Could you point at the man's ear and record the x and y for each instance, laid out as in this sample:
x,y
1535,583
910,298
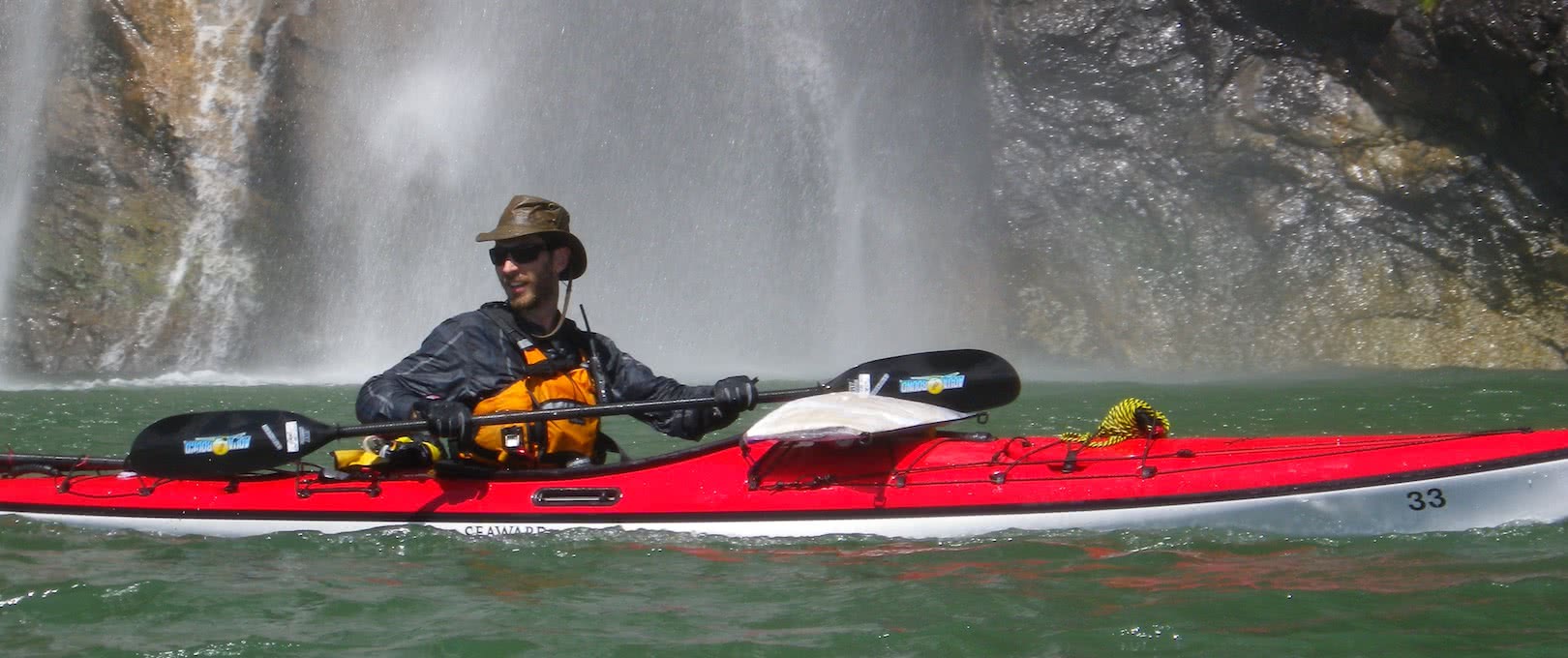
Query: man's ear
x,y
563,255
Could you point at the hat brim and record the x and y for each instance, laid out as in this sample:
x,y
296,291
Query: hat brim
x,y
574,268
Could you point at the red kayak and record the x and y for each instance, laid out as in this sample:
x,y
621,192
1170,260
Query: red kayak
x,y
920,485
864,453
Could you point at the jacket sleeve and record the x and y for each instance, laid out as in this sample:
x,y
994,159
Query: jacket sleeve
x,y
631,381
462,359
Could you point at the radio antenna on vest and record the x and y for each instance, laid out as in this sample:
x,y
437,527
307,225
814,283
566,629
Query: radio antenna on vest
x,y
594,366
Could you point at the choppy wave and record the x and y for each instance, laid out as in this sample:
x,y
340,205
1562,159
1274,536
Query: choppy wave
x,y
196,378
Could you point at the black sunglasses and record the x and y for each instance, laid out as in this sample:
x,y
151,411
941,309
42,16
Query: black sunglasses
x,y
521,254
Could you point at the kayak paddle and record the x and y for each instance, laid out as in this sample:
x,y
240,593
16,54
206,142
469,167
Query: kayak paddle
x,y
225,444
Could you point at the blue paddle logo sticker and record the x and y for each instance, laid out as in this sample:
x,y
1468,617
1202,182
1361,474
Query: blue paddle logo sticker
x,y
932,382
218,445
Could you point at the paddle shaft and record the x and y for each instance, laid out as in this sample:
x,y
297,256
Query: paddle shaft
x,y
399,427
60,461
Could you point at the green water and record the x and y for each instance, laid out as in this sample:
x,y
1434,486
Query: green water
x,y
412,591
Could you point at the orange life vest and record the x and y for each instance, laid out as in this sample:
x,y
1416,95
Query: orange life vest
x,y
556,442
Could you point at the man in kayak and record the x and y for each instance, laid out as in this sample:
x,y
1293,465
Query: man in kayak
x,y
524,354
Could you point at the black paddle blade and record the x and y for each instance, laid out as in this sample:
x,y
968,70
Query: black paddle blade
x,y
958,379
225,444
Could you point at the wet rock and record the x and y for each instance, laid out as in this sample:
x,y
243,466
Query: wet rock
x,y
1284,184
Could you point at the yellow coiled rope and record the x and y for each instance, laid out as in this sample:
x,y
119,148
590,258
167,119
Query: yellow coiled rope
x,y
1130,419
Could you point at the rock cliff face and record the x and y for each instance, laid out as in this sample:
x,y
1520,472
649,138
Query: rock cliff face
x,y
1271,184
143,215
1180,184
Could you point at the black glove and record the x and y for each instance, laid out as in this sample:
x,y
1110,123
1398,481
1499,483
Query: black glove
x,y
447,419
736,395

--------------------------------

• _TO BE DONE_
All preceding records should be duplicated verbatim, images excepted.

• _RESULT OF THIS EXERCISE_
Could you point at the man's ear and record the x and y for each instance, laid out as in this sample:
x,y
1535,583
910,298
Query: man's ear
x,y
563,255
Could you point at the hat brim and record the x and y for each instance, laid out as in this sample:
x,y
296,291
Query: hat brim
x,y
574,268
Could you point at the red kayak and record the x and y for each instance, laid out as in this sample:
x,y
621,192
1170,260
Query: red kayak
x,y
920,485
864,453
Could you point at the jacket sleeve and record the x and y for each instance, laid out as in this sample:
x,y
994,159
Query: jacket sleeve
x,y
631,381
462,359
Could you point at the radio antenna on vest and record the x and y for each instance, laid out as in this sample:
x,y
437,527
307,225
814,283
566,629
Query: radio antenna on vest
x,y
594,366
Could you point at the choppy wave and record the x and y for each instance, laid out as in this sample:
x,y
340,205
1562,159
1274,536
Query: choppy wave
x,y
196,378
Could you point at the black sunglasses and record the x and y for each instance, laid out as in this sample:
x,y
151,411
941,309
42,16
Query: black sunglasses
x,y
521,254
Could you point at the kayak paddle and record the x and y for each instance, laid out as in this sample:
x,y
240,593
16,54
206,142
469,167
Query: kayak paddle
x,y
225,444
Could you point at the blue paddle logo sticker and record the x and y for each instance, laid out as in this sample:
x,y
1468,617
1202,182
1361,474
Query: blue paddle logo sticker
x,y
932,382
218,445
Could you point at the paddle shaft and record the x and y for each instance, laid out as in this sample:
x,y
297,256
Query: paddle shaft
x,y
399,427
60,461
Could you point at the green water and record the x and y for each instance, laid out as in this sample:
x,y
1434,486
Query: green water
x,y
412,591
Could you point at the orange life vest and record the x and y for each instance, laid out as in this sample:
x,y
1416,95
Query: orange life vest
x,y
556,442
Could you point at the man in kayak and record the x and y for each instance, laid out as in this sample:
x,y
1293,465
Query: man in kayak
x,y
524,354
Could you point at the black paddle blade and record the x and y for each instance, laid out as in this sample:
x,y
968,70
Query: black paddle blade
x,y
958,379
225,444
Could you point at the wet rock and record the x and y for each instance, laid out as in this sample:
x,y
243,466
Query: wet rock
x,y
1284,184
Could you point at the yellow coiled rope and record the x and y for each instance, laid out as in this sample:
x,y
119,148
590,258
167,119
Query: yellow coiled rope
x,y
1130,419
Could you point at the rock cliff face and record the x and y for each instance, laid out as in this sample:
x,y
1520,472
649,138
Query: rock cliff face
x,y
1271,184
143,215
1180,184
Could you point at the black glove and record the x and y for each instance, laid out as in this sample:
x,y
1110,123
1398,481
1499,483
Query: black glove
x,y
447,419
736,395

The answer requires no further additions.